[SUPPLIED RECORDS]

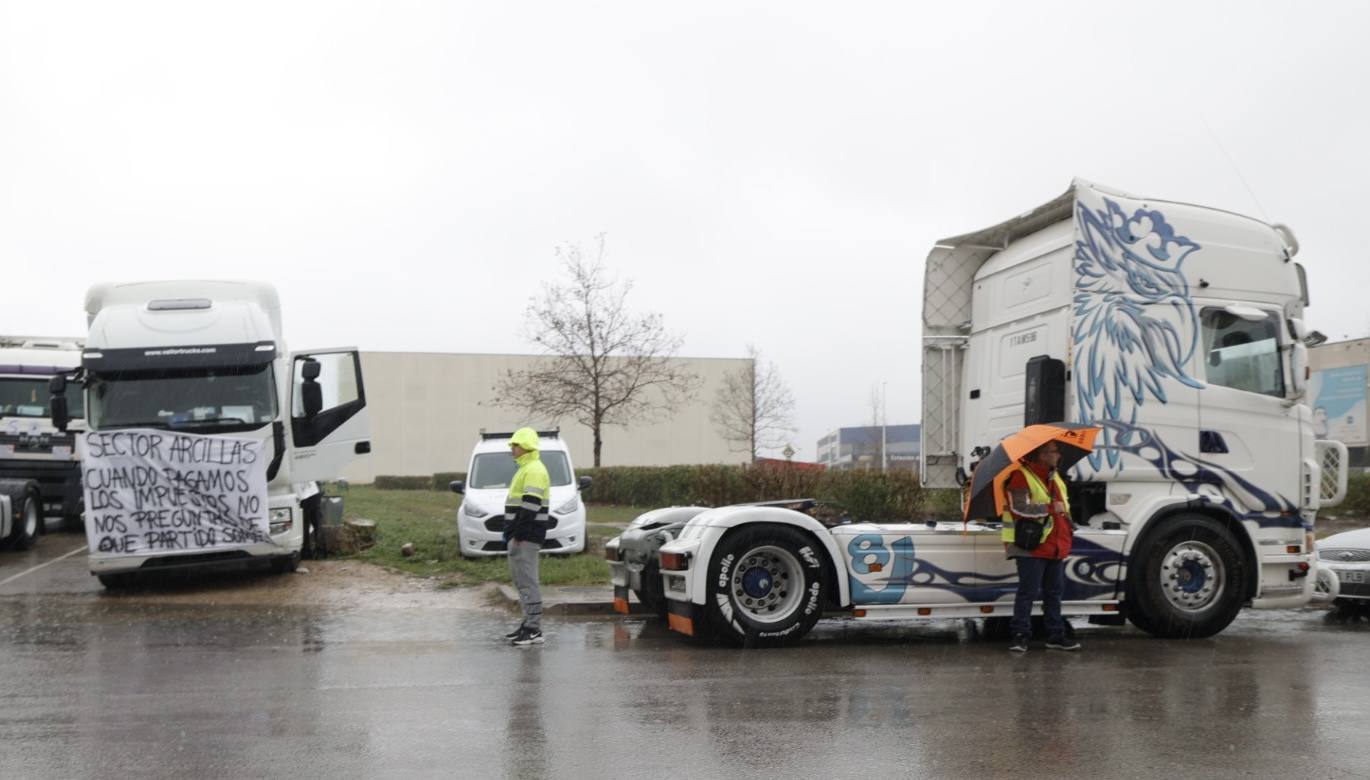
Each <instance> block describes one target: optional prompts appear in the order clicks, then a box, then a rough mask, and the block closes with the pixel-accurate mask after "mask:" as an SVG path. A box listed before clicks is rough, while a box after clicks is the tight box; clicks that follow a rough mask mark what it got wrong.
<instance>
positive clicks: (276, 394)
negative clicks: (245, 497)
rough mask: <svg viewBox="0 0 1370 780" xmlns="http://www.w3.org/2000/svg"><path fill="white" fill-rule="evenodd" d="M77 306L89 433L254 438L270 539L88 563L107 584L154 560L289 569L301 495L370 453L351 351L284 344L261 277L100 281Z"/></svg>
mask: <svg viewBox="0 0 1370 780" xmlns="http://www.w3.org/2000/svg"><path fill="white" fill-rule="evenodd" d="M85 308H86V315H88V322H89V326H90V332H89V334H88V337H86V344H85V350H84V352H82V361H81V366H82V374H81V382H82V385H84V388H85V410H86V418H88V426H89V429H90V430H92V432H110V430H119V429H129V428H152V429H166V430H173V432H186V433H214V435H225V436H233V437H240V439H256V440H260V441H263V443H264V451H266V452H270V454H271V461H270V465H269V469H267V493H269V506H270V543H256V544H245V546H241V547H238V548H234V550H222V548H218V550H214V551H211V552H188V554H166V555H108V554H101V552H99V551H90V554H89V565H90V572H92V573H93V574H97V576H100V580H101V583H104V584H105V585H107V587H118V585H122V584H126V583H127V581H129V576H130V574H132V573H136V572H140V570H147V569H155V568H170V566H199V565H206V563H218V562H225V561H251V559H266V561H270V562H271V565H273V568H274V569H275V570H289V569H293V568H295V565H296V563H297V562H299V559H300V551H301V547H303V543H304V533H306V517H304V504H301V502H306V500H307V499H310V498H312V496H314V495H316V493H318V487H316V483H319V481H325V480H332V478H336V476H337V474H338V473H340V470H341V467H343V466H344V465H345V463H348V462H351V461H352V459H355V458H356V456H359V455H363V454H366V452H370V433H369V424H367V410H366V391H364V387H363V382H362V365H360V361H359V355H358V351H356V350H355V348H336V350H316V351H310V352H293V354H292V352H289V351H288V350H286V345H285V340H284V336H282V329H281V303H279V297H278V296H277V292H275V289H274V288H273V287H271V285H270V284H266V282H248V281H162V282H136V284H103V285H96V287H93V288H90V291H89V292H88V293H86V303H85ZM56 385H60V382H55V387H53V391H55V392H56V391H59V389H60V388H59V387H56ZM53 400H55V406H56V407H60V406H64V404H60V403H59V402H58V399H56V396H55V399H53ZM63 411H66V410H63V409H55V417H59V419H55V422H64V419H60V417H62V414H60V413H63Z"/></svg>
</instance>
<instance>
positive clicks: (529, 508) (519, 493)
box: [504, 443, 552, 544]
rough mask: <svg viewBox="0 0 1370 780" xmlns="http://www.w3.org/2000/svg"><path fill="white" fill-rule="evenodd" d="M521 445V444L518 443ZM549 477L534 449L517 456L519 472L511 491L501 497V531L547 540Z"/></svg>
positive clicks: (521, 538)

[/SUPPLIED RECORDS]

--- PROBLEM TO SOLVE ---
Search the listing above for lines containing "clicks", and copy them.

--- SOLUTION TO THIS EXERCISE ---
Each <instance> block describes one target: optional prompts appear in the order clicks, then a box, then a rough mask, and the block closes with the pixel-accurate mask after "mask:" as an SVG path. A box listed before clicks is rough, while a box after clicks is the tight box; clicks that follow a rough mask mark what it got wrong.
positive clicks: (276, 394)
negative clicks: (245, 497)
positive clicks: (529, 508) (519, 493)
positive clicks: (521, 538)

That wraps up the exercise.